TASK DIRECTIONS> Transcribe the listing underneath, keeping each word exact and omitting the images.

- - - - -

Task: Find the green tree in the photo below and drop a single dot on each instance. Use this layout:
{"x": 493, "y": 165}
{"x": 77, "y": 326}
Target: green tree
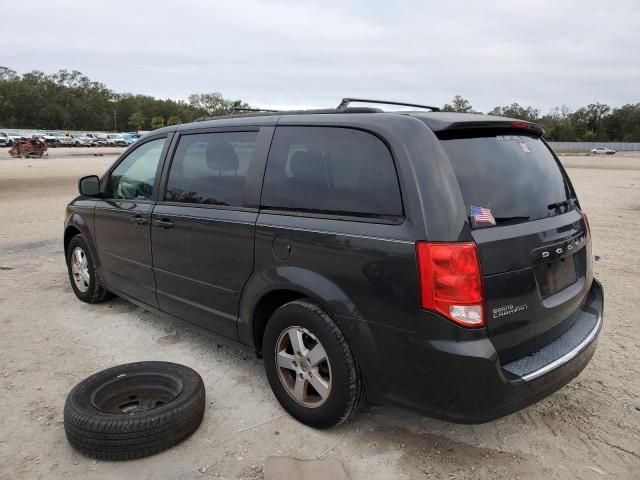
{"x": 515, "y": 110}
{"x": 136, "y": 121}
{"x": 458, "y": 104}
{"x": 174, "y": 120}
{"x": 213, "y": 104}
{"x": 157, "y": 122}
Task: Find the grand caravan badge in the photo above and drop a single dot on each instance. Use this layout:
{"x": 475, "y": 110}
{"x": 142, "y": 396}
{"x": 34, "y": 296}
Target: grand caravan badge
{"x": 509, "y": 310}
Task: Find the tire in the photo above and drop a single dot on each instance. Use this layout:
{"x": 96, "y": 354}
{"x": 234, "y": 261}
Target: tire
{"x": 104, "y": 417}
{"x": 339, "y": 377}
{"x": 86, "y": 283}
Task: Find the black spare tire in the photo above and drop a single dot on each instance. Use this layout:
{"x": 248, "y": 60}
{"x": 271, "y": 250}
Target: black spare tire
{"x": 134, "y": 410}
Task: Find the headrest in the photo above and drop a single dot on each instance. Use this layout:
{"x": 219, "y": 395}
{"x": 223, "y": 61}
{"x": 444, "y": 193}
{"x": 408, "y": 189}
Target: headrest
{"x": 222, "y": 156}
{"x": 308, "y": 165}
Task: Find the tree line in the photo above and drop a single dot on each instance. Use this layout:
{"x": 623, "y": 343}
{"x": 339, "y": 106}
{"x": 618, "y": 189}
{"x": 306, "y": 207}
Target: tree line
{"x": 69, "y": 100}
{"x": 597, "y": 122}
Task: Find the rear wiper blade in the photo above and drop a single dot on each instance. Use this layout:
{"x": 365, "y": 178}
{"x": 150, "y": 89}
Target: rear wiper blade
{"x": 510, "y": 219}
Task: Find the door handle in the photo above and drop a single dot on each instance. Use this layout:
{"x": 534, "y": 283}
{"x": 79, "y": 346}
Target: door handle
{"x": 164, "y": 223}
{"x": 139, "y": 220}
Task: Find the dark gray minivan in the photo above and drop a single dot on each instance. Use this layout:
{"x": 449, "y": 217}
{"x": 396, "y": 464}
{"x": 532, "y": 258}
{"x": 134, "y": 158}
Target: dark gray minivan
{"x": 439, "y": 261}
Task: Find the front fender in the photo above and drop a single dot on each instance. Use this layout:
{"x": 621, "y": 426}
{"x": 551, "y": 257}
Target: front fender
{"x": 79, "y": 216}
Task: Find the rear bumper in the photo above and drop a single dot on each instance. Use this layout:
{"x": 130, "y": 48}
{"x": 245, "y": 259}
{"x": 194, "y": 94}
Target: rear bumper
{"x": 464, "y": 382}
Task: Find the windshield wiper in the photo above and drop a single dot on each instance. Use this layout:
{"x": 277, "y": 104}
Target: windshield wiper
{"x": 564, "y": 203}
{"x": 510, "y": 219}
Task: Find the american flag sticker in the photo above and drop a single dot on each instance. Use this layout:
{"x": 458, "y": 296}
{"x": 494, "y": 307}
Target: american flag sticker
{"x": 482, "y": 215}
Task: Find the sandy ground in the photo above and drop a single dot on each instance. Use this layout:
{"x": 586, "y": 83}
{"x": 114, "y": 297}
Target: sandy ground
{"x": 49, "y": 341}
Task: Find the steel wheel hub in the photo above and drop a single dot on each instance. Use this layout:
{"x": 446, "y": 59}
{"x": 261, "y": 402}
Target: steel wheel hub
{"x": 303, "y": 367}
{"x": 80, "y": 269}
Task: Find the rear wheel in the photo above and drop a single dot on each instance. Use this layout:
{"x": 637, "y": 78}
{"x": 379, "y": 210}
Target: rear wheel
{"x": 310, "y": 367}
{"x": 82, "y": 272}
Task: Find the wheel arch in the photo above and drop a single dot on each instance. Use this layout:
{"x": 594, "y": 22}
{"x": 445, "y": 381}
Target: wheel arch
{"x": 77, "y": 225}
{"x": 266, "y": 292}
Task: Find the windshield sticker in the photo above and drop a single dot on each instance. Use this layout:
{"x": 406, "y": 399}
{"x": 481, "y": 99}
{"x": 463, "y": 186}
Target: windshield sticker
{"x": 482, "y": 215}
{"x": 513, "y": 138}
{"x": 525, "y": 147}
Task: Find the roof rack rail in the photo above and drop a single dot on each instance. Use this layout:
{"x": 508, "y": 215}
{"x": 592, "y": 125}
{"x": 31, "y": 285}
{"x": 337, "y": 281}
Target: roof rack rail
{"x": 346, "y": 101}
{"x": 247, "y": 109}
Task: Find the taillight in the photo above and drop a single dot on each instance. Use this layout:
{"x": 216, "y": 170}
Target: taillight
{"x": 586, "y": 221}
{"x": 450, "y": 281}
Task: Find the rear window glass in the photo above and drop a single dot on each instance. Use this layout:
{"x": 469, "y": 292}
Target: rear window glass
{"x": 514, "y": 177}
{"x": 331, "y": 170}
{"x": 211, "y": 168}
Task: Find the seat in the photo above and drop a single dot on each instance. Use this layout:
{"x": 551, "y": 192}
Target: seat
{"x": 227, "y": 187}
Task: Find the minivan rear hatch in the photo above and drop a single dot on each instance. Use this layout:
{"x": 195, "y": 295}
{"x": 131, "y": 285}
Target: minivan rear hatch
{"x": 531, "y": 235}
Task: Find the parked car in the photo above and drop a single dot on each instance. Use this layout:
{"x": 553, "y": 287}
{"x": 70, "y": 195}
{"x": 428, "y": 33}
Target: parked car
{"x": 130, "y": 138}
{"x": 57, "y": 139}
{"x": 14, "y": 137}
{"x": 80, "y": 140}
{"x": 116, "y": 140}
{"x": 5, "y": 140}
{"x": 439, "y": 261}
{"x": 602, "y": 151}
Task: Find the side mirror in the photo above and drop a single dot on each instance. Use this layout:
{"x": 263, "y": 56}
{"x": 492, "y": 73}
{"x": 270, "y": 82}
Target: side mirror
{"x": 89, "y": 186}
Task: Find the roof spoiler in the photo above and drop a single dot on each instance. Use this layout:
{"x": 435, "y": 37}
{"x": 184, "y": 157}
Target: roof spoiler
{"x": 492, "y": 124}
{"x": 346, "y": 101}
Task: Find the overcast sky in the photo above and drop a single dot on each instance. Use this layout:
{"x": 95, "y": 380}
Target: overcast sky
{"x": 299, "y": 53}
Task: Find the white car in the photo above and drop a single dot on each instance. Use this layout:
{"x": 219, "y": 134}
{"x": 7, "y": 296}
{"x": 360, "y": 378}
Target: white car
{"x": 602, "y": 151}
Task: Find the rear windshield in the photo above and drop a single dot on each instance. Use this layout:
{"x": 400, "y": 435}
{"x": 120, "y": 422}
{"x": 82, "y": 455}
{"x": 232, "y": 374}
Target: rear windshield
{"x": 508, "y": 179}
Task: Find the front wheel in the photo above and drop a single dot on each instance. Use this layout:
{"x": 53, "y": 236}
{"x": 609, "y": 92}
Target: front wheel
{"x": 82, "y": 272}
{"x": 310, "y": 367}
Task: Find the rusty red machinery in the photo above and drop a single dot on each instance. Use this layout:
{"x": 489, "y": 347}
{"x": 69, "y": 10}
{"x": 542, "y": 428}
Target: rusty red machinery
{"x": 28, "y": 147}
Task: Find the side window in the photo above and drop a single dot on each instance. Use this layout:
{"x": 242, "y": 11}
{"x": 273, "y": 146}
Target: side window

- - - - -

WRITTEN RESPONSE>
Task: Find the green tree in the photo below and drop a single dot on each instance. Use this layout:
{"x": 493, "y": 165}
{"x": 77, "y": 326}
Target: green tree
{"x": 515, "y": 110}
{"x": 136, "y": 121}
{"x": 458, "y": 104}
{"x": 174, "y": 120}
{"x": 213, "y": 104}
{"x": 157, "y": 122}
Task: Find the grand caravan badge in the photo above and drop a single dot on each instance. Use this layout:
{"x": 475, "y": 110}
{"x": 142, "y": 396}
{"x": 34, "y": 296}
Target: grand caravan badge
{"x": 509, "y": 310}
Task: Find the tire in the photo above and drop a single dot on each instance. Use this layout:
{"x": 96, "y": 354}
{"x": 234, "y": 261}
Target: tire
{"x": 104, "y": 417}
{"x": 339, "y": 377}
{"x": 86, "y": 283}
Task: Find the black spare tire in the photo above and drop a single dot on each instance. Use this layout:
{"x": 248, "y": 60}
{"x": 271, "y": 250}
Target: black spare tire
{"x": 134, "y": 410}
Task: Find the headrest in the photo above and drop a single dot on each instance. Use this layout:
{"x": 219, "y": 395}
{"x": 223, "y": 61}
{"x": 444, "y": 193}
{"x": 408, "y": 189}
Target: headrest
{"x": 222, "y": 156}
{"x": 308, "y": 165}
Task: Find the tree line in the photo above and drop a single dot on each instance. Use this layout:
{"x": 623, "y": 343}
{"x": 339, "y": 106}
{"x": 618, "y": 189}
{"x": 306, "y": 207}
Target: tree line
{"x": 69, "y": 100}
{"x": 597, "y": 122}
Task: Find the rear wiper blade in the photo above and drop a single dot on each instance. Use this layout:
{"x": 365, "y": 178}
{"x": 150, "y": 89}
Target: rear wiper blade
{"x": 510, "y": 219}
Task: Find the door handle in the photo above and drop a single dot on each instance. Use this layout:
{"x": 534, "y": 283}
{"x": 79, "y": 346}
Target: door handle
{"x": 164, "y": 223}
{"x": 139, "y": 220}
Task: Find the dark gray minivan in the photo above and drop a single dot on each instance. Use this layout:
{"x": 449, "y": 217}
{"x": 396, "y": 464}
{"x": 532, "y": 258}
{"x": 134, "y": 158}
Target: dark gray minivan
{"x": 439, "y": 261}
Task: Find the front fender in the photo above and drop a single dot on each instance. Use this layout:
{"x": 621, "y": 426}
{"x": 551, "y": 257}
Target: front fender
{"x": 79, "y": 216}
Task: Find the rear bumper in the photo above and drop a single dot on each instance. Use this layout:
{"x": 130, "y": 48}
{"x": 245, "y": 259}
{"x": 194, "y": 94}
Target: rear bumper
{"x": 464, "y": 382}
Task: Find the windshield wiper in the photo above and drop a single dot on each instance. Use this layout:
{"x": 277, "y": 104}
Target: windshield wiper
{"x": 564, "y": 203}
{"x": 510, "y": 219}
Task: Find the american flag sticker in the photo above and drop a single dot on each instance. Use this layout:
{"x": 458, "y": 296}
{"x": 494, "y": 307}
Target: american flag sticker
{"x": 482, "y": 215}
Task: Find the sandy ground in the photo above and drop a single dot on each instance. Use this layout:
{"x": 586, "y": 83}
{"x": 114, "y": 297}
Target: sandy ground
{"x": 49, "y": 341}
Task: Find the steel wheel hub in the photo above and drop a single dot on each instance. Use this layout:
{"x": 446, "y": 59}
{"x": 261, "y": 402}
Target: steel wheel hub
{"x": 303, "y": 367}
{"x": 80, "y": 269}
Task: Find the rear wheel in the photo above and drop a single dot on each instance. Use this layout:
{"x": 637, "y": 78}
{"x": 379, "y": 210}
Target: rear wheel
{"x": 310, "y": 367}
{"x": 82, "y": 272}
Task: Find the wheel arch in the photo above and drop a single dot on each instance. Use this layout:
{"x": 594, "y": 22}
{"x": 445, "y": 381}
Target: wheel arch
{"x": 77, "y": 225}
{"x": 266, "y": 292}
Task: Find the windshield sticker in the photo above and drop a single dot on each instance. Use this layout:
{"x": 406, "y": 399}
{"x": 481, "y": 99}
{"x": 463, "y": 186}
Target: windshield sticker
{"x": 482, "y": 215}
{"x": 513, "y": 138}
{"x": 525, "y": 147}
Task: Find the roof rack rail in the photo above and drop a single dot on each instance. Use this layout:
{"x": 508, "y": 215}
{"x": 592, "y": 125}
{"x": 31, "y": 285}
{"x": 337, "y": 281}
Target: roof rack rail
{"x": 346, "y": 101}
{"x": 247, "y": 109}
Task: Find the taillight in the photo above and drop a single dot on each instance. Use this layout:
{"x": 216, "y": 170}
Target: taillight
{"x": 586, "y": 221}
{"x": 450, "y": 281}
Task: Find the rear window glass in the photo above and drop a single dot on each instance. Use this layout:
{"x": 469, "y": 292}
Target: rear window glass
{"x": 514, "y": 177}
{"x": 331, "y": 170}
{"x": 211, "y": 168}
Task: Find the seat in the photo above and drop a single dot on each instance. Use this layout:
{"x": 551, "y": 192}
Target: seat
{"x": 227, "y": 187}
Task: Find the minivan rear hatch in the photo above and drop a single dot on each instance. Use this layout:
{"x": 195, "y": 295}
{"x": 131, "y": 285}
Target: minivan rear hatch
{"x": 531, "y": 235}
Task: Find the parked car in the photo above and drop a single dot on each instance. Use this layout:
{"x": 553, "y": 287}
{"x": 70, "y": 195}
{"x": 428, "y": 33}
Target: parked car
{"x": 130, "y": 138}
{"x": 57, "y": 139}
{"x": 14, "y": 137}
{"x": 80, "y": 140}
{"x": 116, "y": 140}
{"x": 5, "y": 140}
{"x": 439, "y": 261}
{"x": 602, "y": 151}
Task: Find the side mirror in the photo above and drop a single dot on each instance. Use this layout:
{"x": 263, "y": 56}
{"x": 492, "y": 73}
{"x": 270, "y": 82}
Target: side mirror
{"x": 89, "y": 186}
Task: Find the roof spoiler in the photo above and drop a single dot on each instance. Use this layout:
{"x": 435, "y": 37}
{"x": 184, "y": 157}
Target: roof spoiler
{"x": 492, "y": 124}
{"x": 346, "y": 101}
Task: Find the overcast sky in the photo above and drop a single dot on each instance. Use this layout:
{"x": 95, "y": 380}
Target: overcast sky
{"x": 299, "y": 53}
Task: Find the white car in the photo above and drop a single dot on each instance. Use this layout:
{"x": 219, "y": 134}
{"x": 7, "y": 296}
{"x": 360, "y": 378}
Target: white car
{"x": 602, "y": 151}
Task: Find the rear windshield in the photo above and drop a single dot on each instance. Use this layout:
{"x": 400, "y": 435}
{"x": 120, "y": 422}
{"x": 82, "y": 455}
{"x": 232, "y": 374}
Target: rear windshield
{"x": 508, "y": 179}
Task: Find the front wheel in the photo above and drop a single dot on each instance. Use this layout:
{"x": 53, "y": 236}
{"x": 609, "y": 92}
Target: front wheel
{"x": 82, "y": 272}
{"x": 310, "y": 367}
Task: Find the rusty red machinery in the photo above and drop a single dot on each instance. Use this layout:
{"x": 489, "y": 347}
{"x": 69, "y": 10}
{"x": 542, "y": 428}
Target: rusty red machinery
{"x": 28, "y": 147}
Task: Find the side window in the photo above and drop a single dot on each instance. Use this layout:
{"x": 242, "y": 11}
{"x": 273, "y": 146}
Target: side window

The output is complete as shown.